■ **TASKS TO COMPLETE**:
• A. Answer these questions about the thread on PDF-to-Excel column detection below, one answer per line, marked the same way:
(i) What size is the attached file Example.pdf?
(ii) In the code asad.ali posts, what value is ConversionEngine set to?
(iii) In michael.sommers' last post, what distracts the new engine from detecting columns?
• B. Rewrite the part of the thread on PDF-to-Excel column detection between "20.10 PDF to" and "output.AsposeCodeSample.png (60.9 KB)", inclusive, with "columns" changed to "fields".
• C. List every attached file name in the thread on PDF-to-Excel column detection below, each name once.

■ **PASSAGE SHOWN**:
------------------------------

20.10 PDF to EXCEL conversion very poor column detection compared to 20.1

michael.sommers · October 28, 2020, 4:34pm

Version 20.1 locates columns pretty well. Version 20.10 not nearly as good. Attached is the code, a 20.1 output, and a 20.10 output.AsposeCodeSample.png (60.9 KB)
AsposeRev20.1.png (91.5 KB)
AsposeRev20.10.png (46.1 KB)

asad.ali · October 28, 2020, 9:58pm

@michael.sommers

Would you please also share the sample PDF file for our reference. We will log an issue in our issue tracking system and share the ID with you.

michael.sommers · October 29, 2020, 6:54pm

Here is a PDF that shows that the 20.1 column detection works much better than the 20.10 column detection. If you can’t change it back to be the way it used to be, can you give us a property to set to get it to work the better way?Example.pdf (59.5 KB)
Example.pdf (59.5 KB)

asad.ali · October 30, 2020, 7:58am

@michael.sommers

In newer versions, we have introduced a new Conversion Engine. You can please try using following code snippet in order to obtain better conversion results. Please let us know in case you still face any issue:

Document document = new Document(dataDir + "Example.pdf");
ExcelSaveOptions saveOptions = new ExcelSaveOptions();
saveOptions.MinimizeTheNumberOfWorksheets = true;
saveOptions.ConversionEngine = ExcelSaveOptions.ConversionEngines.NewEngine;
document.Save(dataDir + "output.xls", saveOptions);

michael.sommers · October 30, 2020, 3:49pm

ExcelSaveOptions.ConversionEngines.NewEngine is the default, and is the cause of the problem. The new engine does a poor job of detecting columns because it gets distracted by report headers above the column formatting. Column detection is the most important function of pdf-to-excel; we chose ASPOSE over the competition because of the good column detection of the legacy engine. The poor performance of the new engine will cost you sales.

------------------------------

■ **DATA EXTRACT**:

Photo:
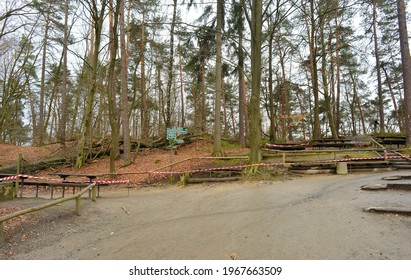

------------------------------

■ **RESULTS OF THE TASKS**:
• A.
(i) 59.5 KB
(ii) ExcelSaveOptions.ConversionEngines.NewEngine
(iii) Report headers above the column formatting

• B.
20.10 PDF to EXCEL conversion very poor column detection compared to 20.1

michael.sommers · October 28, 2020, 4:34pm

Version 20.1 locates fields pretty well. Version 20.10 not nearly as good. Attached is the code, a 20.1 output, and a 20.10 output.AsposeCodeSample.png (60.9 KB)

• C.
AsposeCodeSample.png
AsposeRev20.1.png
AsposeRev20.10.png
Example.pdf